* Problem
Switch every "flower cluster" to "blossom cluster" in the records from the line with "# test: pointer returns one pin per instance of the round" through the end of the records, and give those lines again with nothing else changed.

* Given information
[Begin]
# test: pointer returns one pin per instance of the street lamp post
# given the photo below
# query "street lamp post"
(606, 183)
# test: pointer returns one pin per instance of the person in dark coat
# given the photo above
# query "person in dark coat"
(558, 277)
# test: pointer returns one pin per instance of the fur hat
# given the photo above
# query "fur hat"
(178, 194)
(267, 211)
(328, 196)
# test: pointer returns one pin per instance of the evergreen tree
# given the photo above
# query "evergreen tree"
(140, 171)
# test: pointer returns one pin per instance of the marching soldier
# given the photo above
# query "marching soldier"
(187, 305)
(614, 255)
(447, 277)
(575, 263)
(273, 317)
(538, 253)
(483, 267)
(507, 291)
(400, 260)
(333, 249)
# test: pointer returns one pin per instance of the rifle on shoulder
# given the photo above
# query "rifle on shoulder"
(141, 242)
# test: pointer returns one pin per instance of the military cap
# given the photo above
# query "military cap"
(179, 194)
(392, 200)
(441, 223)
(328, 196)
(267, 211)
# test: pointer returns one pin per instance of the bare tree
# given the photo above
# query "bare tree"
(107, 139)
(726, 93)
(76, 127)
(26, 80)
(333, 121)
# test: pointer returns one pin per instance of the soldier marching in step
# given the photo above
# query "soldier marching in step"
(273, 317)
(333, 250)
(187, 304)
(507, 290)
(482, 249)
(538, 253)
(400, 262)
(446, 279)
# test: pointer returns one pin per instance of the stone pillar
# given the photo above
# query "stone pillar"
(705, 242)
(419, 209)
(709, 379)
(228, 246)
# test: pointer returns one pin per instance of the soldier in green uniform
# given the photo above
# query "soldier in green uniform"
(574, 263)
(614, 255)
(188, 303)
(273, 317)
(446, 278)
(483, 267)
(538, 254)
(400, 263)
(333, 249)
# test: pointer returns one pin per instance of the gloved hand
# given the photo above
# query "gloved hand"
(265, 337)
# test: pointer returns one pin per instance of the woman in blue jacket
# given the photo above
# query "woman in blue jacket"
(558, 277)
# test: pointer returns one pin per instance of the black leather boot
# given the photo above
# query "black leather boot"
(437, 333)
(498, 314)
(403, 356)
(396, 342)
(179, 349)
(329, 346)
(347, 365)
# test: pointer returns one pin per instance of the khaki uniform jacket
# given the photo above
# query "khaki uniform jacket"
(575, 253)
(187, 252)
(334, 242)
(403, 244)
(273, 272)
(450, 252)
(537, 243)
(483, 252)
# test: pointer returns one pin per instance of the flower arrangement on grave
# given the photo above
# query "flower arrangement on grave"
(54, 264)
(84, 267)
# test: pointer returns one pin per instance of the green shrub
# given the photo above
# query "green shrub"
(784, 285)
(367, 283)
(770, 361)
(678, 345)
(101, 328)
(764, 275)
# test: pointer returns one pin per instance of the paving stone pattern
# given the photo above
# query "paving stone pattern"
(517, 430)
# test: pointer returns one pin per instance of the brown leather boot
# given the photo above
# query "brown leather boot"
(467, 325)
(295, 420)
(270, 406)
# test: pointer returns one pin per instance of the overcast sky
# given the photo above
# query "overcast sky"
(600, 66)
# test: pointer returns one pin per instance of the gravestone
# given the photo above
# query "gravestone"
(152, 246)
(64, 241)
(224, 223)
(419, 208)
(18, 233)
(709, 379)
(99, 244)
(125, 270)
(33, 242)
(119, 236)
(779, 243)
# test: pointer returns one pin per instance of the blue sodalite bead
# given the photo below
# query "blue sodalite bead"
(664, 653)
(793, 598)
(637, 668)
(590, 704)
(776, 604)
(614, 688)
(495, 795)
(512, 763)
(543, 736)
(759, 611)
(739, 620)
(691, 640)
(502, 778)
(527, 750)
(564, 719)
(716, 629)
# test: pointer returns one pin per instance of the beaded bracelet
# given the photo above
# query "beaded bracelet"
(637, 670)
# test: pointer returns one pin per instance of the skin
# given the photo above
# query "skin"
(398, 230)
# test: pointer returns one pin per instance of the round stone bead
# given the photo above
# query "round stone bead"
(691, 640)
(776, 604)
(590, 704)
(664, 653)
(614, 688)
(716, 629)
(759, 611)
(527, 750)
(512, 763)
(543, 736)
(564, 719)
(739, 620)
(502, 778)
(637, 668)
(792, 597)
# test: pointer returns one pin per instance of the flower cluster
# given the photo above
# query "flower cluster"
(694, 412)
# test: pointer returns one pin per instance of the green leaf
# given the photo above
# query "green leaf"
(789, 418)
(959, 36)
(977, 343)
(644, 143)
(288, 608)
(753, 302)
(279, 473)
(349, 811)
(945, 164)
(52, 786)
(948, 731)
[End]
* Task output
# test: pointer returns one pin per instance of the round stone bead
# given the photo above
# query "round stone bead"
(691, 640)
(776, 604)
(590, 704)
(664, 653)
(614, 688)
(716, 629)
(759, 611)
(527, 750)
(512, 763)
(543, 736)
(564, 719)
(739, 620)
(502, 778)
(637, 668)
(792, 597)
# test: pointer returns one pin per instance of the blossom cluster
# given the photo above
# query "blossom cluster"
(694, 412)
# test: pointer returns one pin per instance of the green leaf
# given the photo above
# query "green leaf"
(789, 418)
(959, 36)
(977, 343)
(644, 143)
(288, 608)
(753, 302)
(279, 473)
(349, 811)
(945, 164)
(52, 786)
(948, 731)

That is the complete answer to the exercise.